Task statement
All lines from the one with "around the electrical" through the end of the records below are to be given again exactly, and nothing else.

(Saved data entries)
:::::

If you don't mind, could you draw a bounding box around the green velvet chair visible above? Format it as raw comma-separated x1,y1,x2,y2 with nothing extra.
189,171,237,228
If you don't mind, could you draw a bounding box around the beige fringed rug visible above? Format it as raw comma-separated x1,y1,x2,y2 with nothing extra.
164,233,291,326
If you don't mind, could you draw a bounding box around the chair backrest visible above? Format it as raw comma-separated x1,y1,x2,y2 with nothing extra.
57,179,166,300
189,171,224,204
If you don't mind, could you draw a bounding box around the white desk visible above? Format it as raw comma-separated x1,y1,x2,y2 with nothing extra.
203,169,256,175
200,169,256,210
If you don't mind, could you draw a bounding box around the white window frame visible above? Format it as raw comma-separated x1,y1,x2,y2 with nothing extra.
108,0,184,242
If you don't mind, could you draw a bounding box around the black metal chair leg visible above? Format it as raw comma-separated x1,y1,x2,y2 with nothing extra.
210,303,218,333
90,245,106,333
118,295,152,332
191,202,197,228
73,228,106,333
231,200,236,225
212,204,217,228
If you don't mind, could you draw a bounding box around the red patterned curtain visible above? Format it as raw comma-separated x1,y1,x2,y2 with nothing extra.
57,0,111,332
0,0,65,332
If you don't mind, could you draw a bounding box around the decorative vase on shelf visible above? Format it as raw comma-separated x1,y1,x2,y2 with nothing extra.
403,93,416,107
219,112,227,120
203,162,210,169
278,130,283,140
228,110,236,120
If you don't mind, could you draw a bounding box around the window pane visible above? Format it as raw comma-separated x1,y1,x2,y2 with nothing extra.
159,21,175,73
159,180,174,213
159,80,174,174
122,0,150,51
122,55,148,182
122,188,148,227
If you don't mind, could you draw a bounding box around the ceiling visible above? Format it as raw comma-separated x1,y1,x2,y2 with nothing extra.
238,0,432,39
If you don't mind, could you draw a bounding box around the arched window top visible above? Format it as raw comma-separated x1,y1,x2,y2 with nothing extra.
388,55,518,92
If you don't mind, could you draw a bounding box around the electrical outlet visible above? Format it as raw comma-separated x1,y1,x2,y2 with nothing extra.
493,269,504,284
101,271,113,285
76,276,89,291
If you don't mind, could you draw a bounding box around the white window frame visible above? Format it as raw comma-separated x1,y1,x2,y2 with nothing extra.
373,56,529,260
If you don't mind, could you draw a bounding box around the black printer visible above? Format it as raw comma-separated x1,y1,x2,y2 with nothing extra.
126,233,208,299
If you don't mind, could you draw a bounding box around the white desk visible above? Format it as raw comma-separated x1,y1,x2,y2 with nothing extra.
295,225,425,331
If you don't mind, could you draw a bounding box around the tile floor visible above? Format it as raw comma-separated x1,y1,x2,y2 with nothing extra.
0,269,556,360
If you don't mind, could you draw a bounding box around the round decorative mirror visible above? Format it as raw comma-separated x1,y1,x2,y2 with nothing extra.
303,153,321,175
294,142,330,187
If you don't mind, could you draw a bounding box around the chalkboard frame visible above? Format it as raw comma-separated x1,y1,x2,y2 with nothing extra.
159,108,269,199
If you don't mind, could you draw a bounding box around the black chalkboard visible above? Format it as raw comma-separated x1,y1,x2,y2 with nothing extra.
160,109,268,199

:::::

Output
If you don't mind, could you draw a bounding box around the electrical outlet visible above? Format it as raw comma-separated x1,y1,x2,y2 with nothing extra.
493,269,504,284
101,271,113,285
76,276,89,291
If you don't mind, could you draw a bounding box around the white window frame visible above? Format it as raw comma-separated x1,y1,x2,y2 with nothing extra.
373,56,529,260
If you don't mind, could you draw a bounding box around the black printer visible above? Format it as raw comma-separated x1,y1,x2,y2 with nothing extra.
126,233,208,299
If you don't mind, could you draw a bounding box around the white desk visible above? Format it as raw comma-separated x1,y1,x2,y2 with nothing extra.
295,225,425,331
If you don't mind, could you draw a bounding box around the tile floor visible above? Format it as raw comma-separated x1,y1,x2,y2 with nothing extra.
0,269,556,360
If you don't mind, could you draw a bounding box around the round decorative mirror visible above? Format it as raw comma-separated x1,y1,x2,y2 with nothing extra.
303,153,321,175
294,142,330,187
If you don't mind, could you draw a bounding box around the chalkboard frame visible above? Format it as raw comma-separated x1,y1,x2,y2 with nothing extra.
159,108,269,199
If you don't mind, could you draw a bounding box around the black chalkboard visible above? Format it as raw comma-separated x1,y1,x2,y2 with nothing extra.
160,109,268,199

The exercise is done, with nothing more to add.